• [Written instruction] Omit the images, then output each of the records below exactly.

====== Material provided

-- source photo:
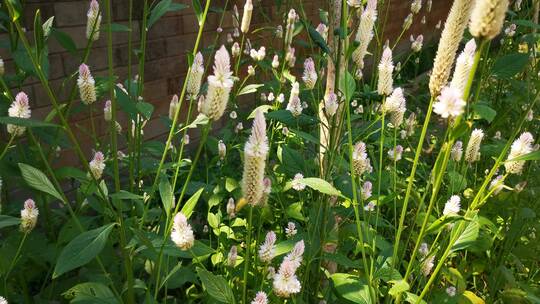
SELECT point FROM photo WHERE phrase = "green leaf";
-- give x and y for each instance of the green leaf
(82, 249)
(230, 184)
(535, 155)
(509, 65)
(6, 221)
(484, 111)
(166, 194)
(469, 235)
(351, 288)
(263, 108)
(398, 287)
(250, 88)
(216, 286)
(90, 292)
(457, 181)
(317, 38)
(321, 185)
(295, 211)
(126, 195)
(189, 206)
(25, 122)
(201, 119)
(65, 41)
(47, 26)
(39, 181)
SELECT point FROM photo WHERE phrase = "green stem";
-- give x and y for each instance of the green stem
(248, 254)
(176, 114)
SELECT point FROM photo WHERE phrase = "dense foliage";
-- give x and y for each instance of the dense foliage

============

• [Reply to the exercise]
-- source photo:
SELECT point FROM photo WHERE phrase = "green leaf";
-- give x and y for each instance of the green leaf
(82, 249)
(230, 184)
(535, 155)
(509, 65)
(6, 221)
(484, 111)
(166, 194)
(469, 235)
(351, 288)
(263, 108)
(398, 287)
(250, 88)
(216, 286)
(90, 292)
(457, 181)
(317, 38)
(321, 185)
(295, 211)
(126, 195)
(189, 206)
(25, 122)
(201, 119)
(65, 41)
(47, 26)
(39, 181)
SELECT point FROM photo WHERE phrase = "green stem";
-- give x and y for each instance of the green stem
(248, 254)
(176, 114)
SELECT point FROM photo WHERE phrase = "dense foliage";
-- give x and y for each instance of the dense foliage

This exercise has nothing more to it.